Image point grounding data
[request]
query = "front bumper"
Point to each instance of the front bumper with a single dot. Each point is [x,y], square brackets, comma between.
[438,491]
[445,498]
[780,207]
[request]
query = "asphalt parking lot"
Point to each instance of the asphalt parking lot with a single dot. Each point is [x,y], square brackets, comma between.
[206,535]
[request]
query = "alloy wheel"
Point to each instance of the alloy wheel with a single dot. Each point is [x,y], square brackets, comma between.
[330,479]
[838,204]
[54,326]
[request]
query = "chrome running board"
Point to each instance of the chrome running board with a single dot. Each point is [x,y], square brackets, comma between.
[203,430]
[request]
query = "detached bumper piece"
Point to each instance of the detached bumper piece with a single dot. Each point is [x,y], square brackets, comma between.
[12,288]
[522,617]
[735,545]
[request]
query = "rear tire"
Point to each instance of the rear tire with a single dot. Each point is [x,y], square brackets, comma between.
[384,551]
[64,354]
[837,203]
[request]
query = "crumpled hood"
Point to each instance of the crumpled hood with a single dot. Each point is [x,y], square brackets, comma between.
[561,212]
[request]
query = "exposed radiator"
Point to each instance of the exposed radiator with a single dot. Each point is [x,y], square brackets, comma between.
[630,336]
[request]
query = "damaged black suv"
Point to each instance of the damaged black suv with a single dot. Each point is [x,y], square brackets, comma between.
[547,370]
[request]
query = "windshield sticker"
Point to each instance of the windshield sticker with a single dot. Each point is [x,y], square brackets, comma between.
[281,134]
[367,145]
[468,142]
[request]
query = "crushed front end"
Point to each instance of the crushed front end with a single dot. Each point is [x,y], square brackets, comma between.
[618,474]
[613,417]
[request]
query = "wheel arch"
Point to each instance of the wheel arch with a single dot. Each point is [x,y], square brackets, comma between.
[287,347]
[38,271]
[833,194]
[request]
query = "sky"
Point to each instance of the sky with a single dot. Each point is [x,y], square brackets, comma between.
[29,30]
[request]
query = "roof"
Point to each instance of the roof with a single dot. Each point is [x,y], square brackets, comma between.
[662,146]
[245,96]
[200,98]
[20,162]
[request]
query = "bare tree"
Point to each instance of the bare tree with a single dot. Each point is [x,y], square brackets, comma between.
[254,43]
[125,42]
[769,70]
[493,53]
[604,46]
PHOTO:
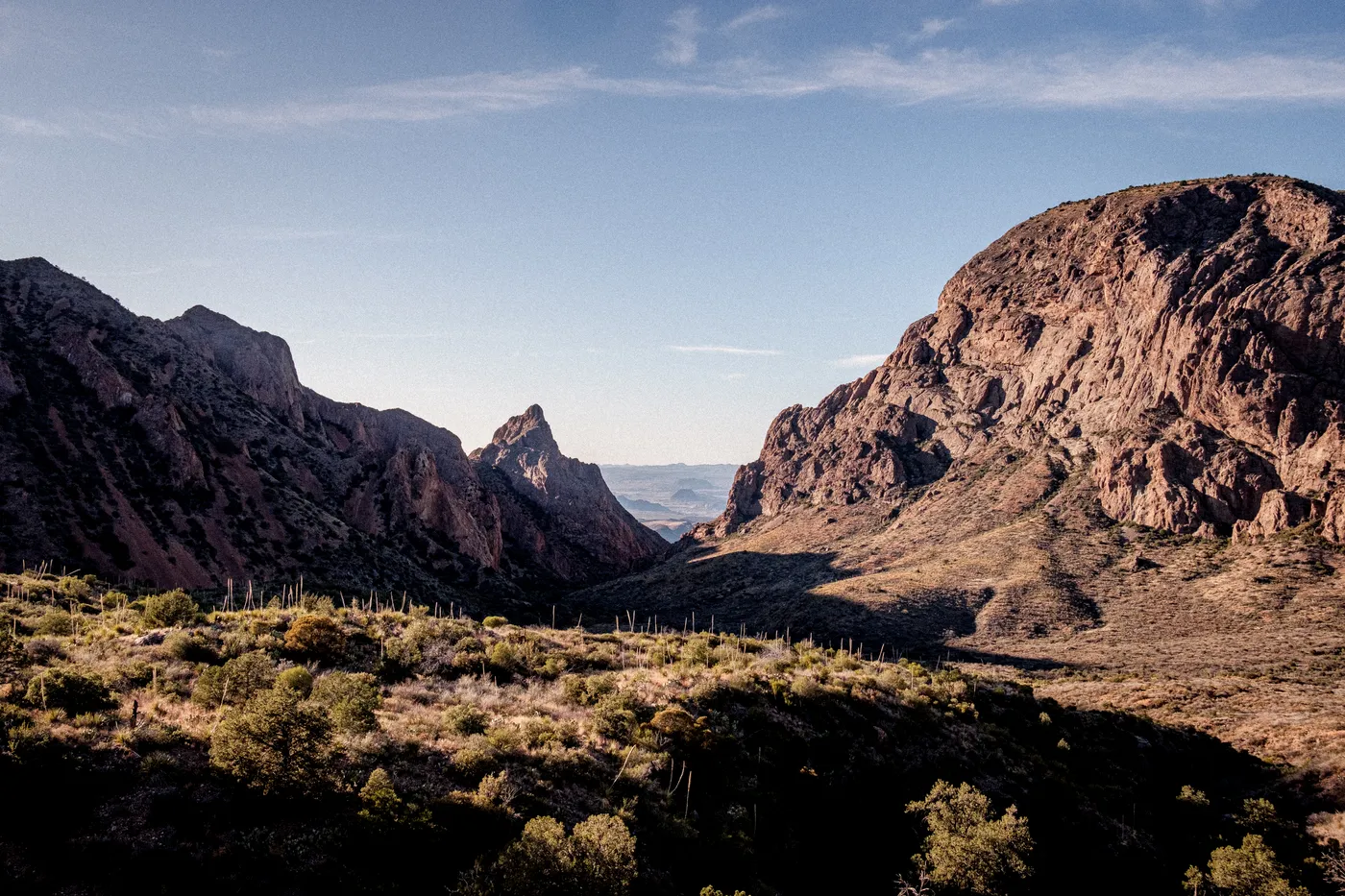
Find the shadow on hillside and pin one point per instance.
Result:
(766, 593)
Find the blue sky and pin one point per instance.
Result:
(663, 222)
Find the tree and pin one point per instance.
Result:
(170, 608)
(352, 700)
(70, 689)
(275, 742)
(316, 637)
(235, 681)
(966, 849)
(383, 805)
(1250, 869)
(596, 859)
(298, 678)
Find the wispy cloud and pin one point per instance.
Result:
(860, 361)
(934, 27)
(681, 43)
(1156, 76)
(20, 127)
(756, 15)
(726, 350)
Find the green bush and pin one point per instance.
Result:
(73, 690)
(298, 678)
(966, 849)
(170, 608)
(56, 621)
(614, 715)
(275, 742)
(352, 700)
(12, 655)
(316, 638)
(235, 681)
(191, 647)
(466, 720)
(596, 859)
(1250, 869)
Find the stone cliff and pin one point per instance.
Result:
(1180, 342)
(187, 452)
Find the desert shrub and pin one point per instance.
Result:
(316, 638)
(596, 859)
(298, 678)
(504, 660)
(466, 720)
(352, 700)
(275, 742)
(380, 802)
(190, 646)
(43, 650)
(614, 715)
(12, 655)
(137, 673)
(73, 587)
(437, 658)
(966, 849)
(1250, 869)
(587, 690)
(170, 608)
(235, 681)
(73, 690)
(56, 621)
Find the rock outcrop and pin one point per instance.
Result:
(187, 452)
(1181, 342)
(557, 510)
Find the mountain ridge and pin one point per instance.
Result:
(185, 452)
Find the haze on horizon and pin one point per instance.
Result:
(662, 222)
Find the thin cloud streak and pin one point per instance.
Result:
(860, 361)
(726, 350)
(756, 15)
(1152, 77)
(681, 43)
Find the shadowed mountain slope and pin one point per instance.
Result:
(1112, 462)
(187, 452)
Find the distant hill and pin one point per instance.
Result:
(1113, 460)
(698, 494)
(187, 452)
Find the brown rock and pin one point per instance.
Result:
(187, 452)
(1183, 342)
(558, 512)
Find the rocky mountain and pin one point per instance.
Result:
(1110, 462)
(187, 452)
(557, 512)
(1183, 343)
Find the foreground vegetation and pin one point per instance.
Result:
(150, 745)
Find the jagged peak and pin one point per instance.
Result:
(528, 426)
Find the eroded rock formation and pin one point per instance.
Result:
(1181, 342)
(187, 452)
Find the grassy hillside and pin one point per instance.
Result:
(306, 748)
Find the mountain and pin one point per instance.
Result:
(1112, 462)
(185, 452)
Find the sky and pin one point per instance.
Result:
(662, 222)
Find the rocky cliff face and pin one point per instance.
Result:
(1183, 343)
(558, 509)
(185, 452)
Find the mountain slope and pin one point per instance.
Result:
(187, 452)
(1112, 463)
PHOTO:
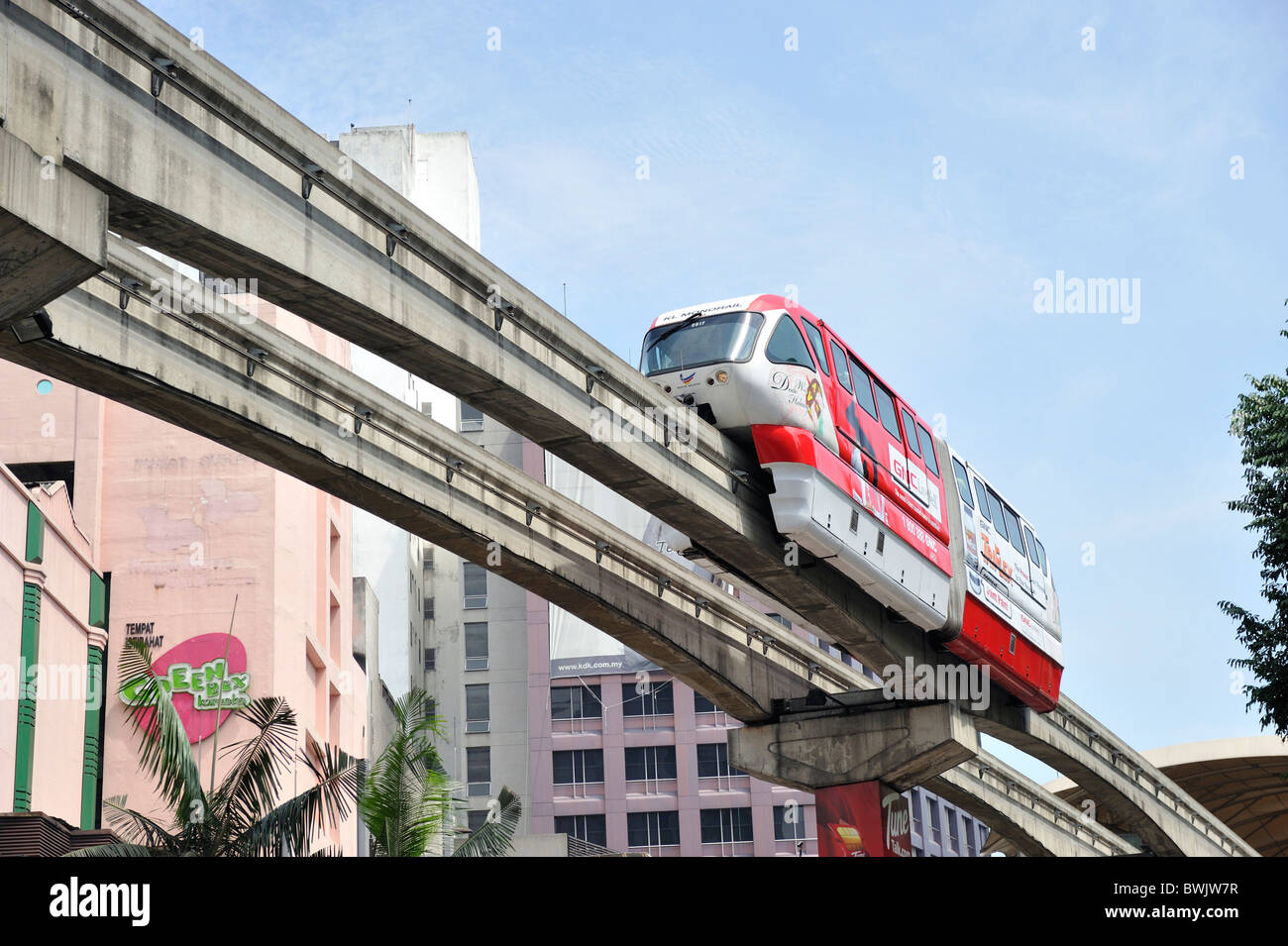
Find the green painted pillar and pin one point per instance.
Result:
(91, 778)
(25, 755)
(94, 709)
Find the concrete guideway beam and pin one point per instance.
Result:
(307, 416)
(1167, 820)
(52, 229)
(1021, 811)
(900, 742)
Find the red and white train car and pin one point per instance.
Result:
(858, 478)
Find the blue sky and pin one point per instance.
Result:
(814, 167)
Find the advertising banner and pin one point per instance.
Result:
(867, 819)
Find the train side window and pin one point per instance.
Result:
(863, 389)
(983, 499)
(1033, 546)
(815, 339)
(999, 517)
(885, 400)
(964, 484)
(842, 373)
(786, 345)
(910, 428)
(1013, 527)
(927, 450)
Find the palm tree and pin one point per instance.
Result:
(241, 816)
(407, 798)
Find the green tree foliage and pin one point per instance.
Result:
(1261, 425)
(241, 816)
(407, 799)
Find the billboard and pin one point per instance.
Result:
(867, 819)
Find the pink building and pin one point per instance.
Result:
(183, 527)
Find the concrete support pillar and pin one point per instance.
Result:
(902, 743)
(53, 229)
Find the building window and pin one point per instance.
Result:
(476, 585)
(589, 828)
(476, 645)
(721, 825)
(472, 418)
(713, 761)
(579, 768)
(477, 708)
(649, 764)
(478, 771)
(653, 829)
(657, 699)
(789, 822)
(576, 703)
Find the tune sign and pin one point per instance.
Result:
(868, 819)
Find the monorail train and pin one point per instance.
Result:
(858, 478)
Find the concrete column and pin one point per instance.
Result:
(902, 743)
(53, 229)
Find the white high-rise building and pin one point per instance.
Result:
(436, 171)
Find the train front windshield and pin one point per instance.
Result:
(703, 340)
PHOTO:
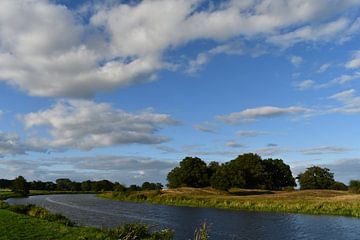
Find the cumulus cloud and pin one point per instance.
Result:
(252, 133)
(234, 144)
(323, 68)
(296, 60)
(251, 114)
(344, 170)
(124, 169)
(350, 102)
(124, 44)
(323, 32)
(343, 79)
(324, 150)
(11, 144)
(85, 125)
(354, 62)
(205, 127)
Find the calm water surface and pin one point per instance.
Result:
(87, 209)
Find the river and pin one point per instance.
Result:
(87, 209)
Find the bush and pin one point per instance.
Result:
(354, 186)
(339, 186)
(39, 212)
(135, 231)
(3, 205)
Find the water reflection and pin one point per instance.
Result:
(89, 210)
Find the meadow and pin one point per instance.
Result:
(328, 202)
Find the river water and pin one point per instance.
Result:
(87, 209)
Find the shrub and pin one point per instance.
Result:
(339, 186)
(354, 186)
(201, 233)
(130, 231)
(135, 231)
(3, 205)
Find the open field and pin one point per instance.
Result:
(328, 202)
(16, 226)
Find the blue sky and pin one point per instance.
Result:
(124, 90)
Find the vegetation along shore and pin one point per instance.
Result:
(251, 183)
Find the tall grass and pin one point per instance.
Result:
(309, 202)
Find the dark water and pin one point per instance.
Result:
(89, 210)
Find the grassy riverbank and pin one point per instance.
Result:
(327, 202)
(29, 222)
(17, 226)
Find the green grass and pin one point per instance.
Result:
(16, 226)
(36, 223)
(327, 202)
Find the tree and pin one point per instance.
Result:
(20, 186)
(151, 186)
(278, 174)
(192, 172)
(247, 171)
(221, 179)
(316, 178)
(354, 186)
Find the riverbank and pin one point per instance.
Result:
(326, 202)
(29, 222)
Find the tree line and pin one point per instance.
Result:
(20, 186)
(247, 171)
(250, 171)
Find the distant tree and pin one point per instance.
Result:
(20, 186)
(151, 186)
(192, 172)
(5, 183)
(221, 179)
(133, 187)
(65, 184)
(278, 174)
(213, 167)
(247, 171)
(316, 178)
(86, 186)
(119, 187)
(354, 186)
(339, 186)
(39, 185)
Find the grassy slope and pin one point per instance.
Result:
(16, 226)
(308, 201)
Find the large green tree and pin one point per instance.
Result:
(192, 172)
(278, 174)
(316, 178)
(20, 186)
(247, 171)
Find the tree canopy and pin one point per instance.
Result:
(20, 186)
(192, 172)
(246, 171)
(316, 178)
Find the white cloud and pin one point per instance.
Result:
(323, 68)
(324, 32)
(310, 84)
(252, 133)
(350, 102)
(324, 150)
(234, 144)
(251, 114)
(354, 62)
(296, 60)
(46, 50)
(11, 144)
(124, 169)
(305, 85)
(86, 125)
(206, 127)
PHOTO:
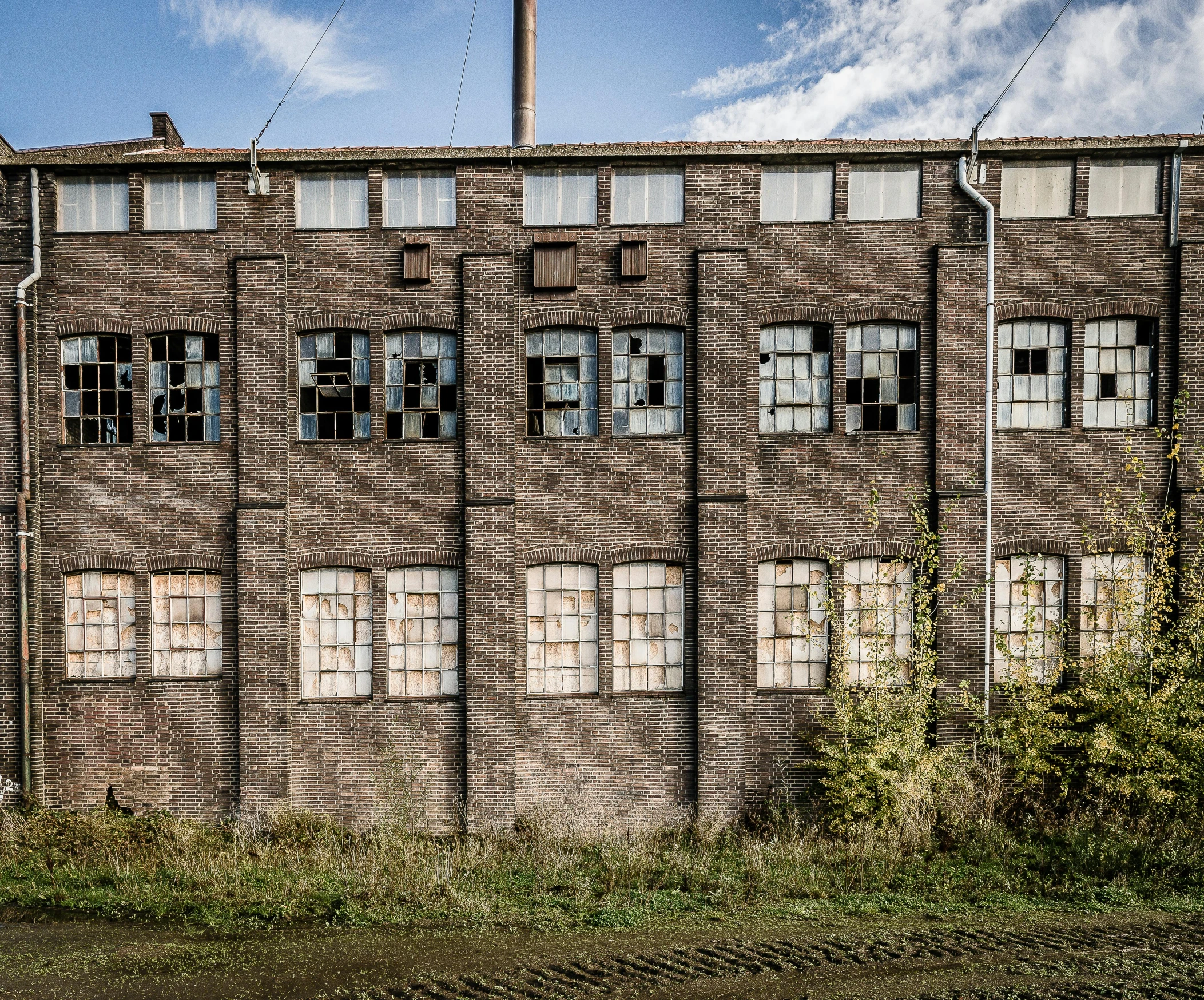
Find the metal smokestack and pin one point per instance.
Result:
(524, 75)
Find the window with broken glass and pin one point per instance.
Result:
(881, 370)
(419, 385)
(646, 382)
(424, 631)
(561, 382)
(185, 388)
(796, 378)
(186, 615)
(793, 624)
(563, 630)
(1118, 373)
(1031, 373)
(98, 390)
(100, 624)
(333, 380)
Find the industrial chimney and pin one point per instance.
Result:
(524, 75)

→ **YOUR GOAL**
Begin at the line above that has "Find the wispy" and stop after the line that has "Find the thin", copying each line exactly and adding nothing else.

→ **RESPONSE**
Find the wispy cloud and pin one point per instance.
Result:
(860, 361)
(934, 27)
(681, 43)
(1156, 76)
(20, 127)
(756, 15)
(726, 350)
Find the green bush and pin one point per instance.
Result:
(73, 690)
(298, 678)
(966, 849)
(170, 608)
(56, 621)
(614, 715)
(275, 742)
(352, 700)
(12, 655)
(316, 638)
(235, 681)
(191, 647)
(466, 720)
(596, 859)
(1250, 869)
Find the stone cliff and pin one point per instance.
Result:
(1180, 342)
(187, 452)
Find the desert shrub and pin one point per instance.
Result:
(316, 638)
(596, 859)
(298, 678)
(504, 660)
(466, 720)
(352, 700)
(275, 742)
(380, 802)
(190, 646)
(43, 650)
(614, 715)
(12, 655)
(137, 673)
(73, 587)
(437, 658)
(966, 849)
(1250, 869)
(587, 690)
(170, 608)
(235, 681)
(73, 690)
(56, 621)
Find the rock outcrop and pin one point per instance.
Result:
(187, 452)
(1181, 342)
(557, 510)
Find the mountain ridge and pin one point per instance.
Result:
(185, 452)
Find the haze on horizon and pin one point per instance.
Result:
(662, 222)
Find the thin cloud streak and pin one point per instance.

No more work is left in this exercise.